*Entries supplied:*
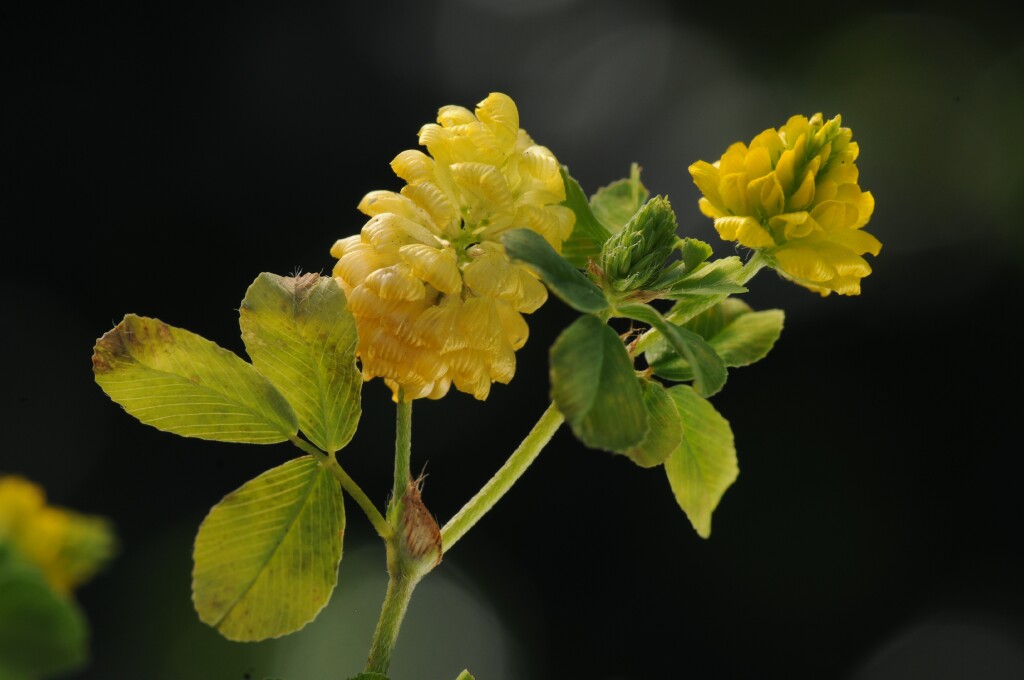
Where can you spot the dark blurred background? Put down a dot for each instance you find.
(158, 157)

---

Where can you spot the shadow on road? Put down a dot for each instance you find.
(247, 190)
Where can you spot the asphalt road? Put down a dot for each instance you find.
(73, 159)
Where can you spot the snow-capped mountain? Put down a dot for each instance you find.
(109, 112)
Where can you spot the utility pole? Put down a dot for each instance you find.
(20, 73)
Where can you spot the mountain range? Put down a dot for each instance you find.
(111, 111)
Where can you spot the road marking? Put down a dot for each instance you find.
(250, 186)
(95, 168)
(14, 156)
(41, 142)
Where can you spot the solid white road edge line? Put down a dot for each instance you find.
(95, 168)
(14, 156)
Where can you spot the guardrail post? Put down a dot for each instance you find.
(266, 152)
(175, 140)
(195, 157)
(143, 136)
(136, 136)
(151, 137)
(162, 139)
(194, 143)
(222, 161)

*Given exercise:* Pull out every line above that contains the word "spot" and copy each one in full.

*Expected output:*
Where can you spot the dark blurred background? Put down a dot for each instance you find.
Where can you spot the shadow on road? Put down a dot for each instance you find.
Where can you spot the asphalt road? Put down a dot for each instance you find.
Where can you spot the snow-capped mountain? Put down a dot for each instance you find.
Where can you spot the utility pole? Put down a dot for each instance you find.
Where can you spot the mountain range? Put down a dot for each instance you find.
Where can you spot the road marking? Put down a dot for each instance you find.
Where can you spot the solid white road edge line? Put down a dot for each instance you find.
Where can you spot the guardrail post? Put down a dot for each instance you find.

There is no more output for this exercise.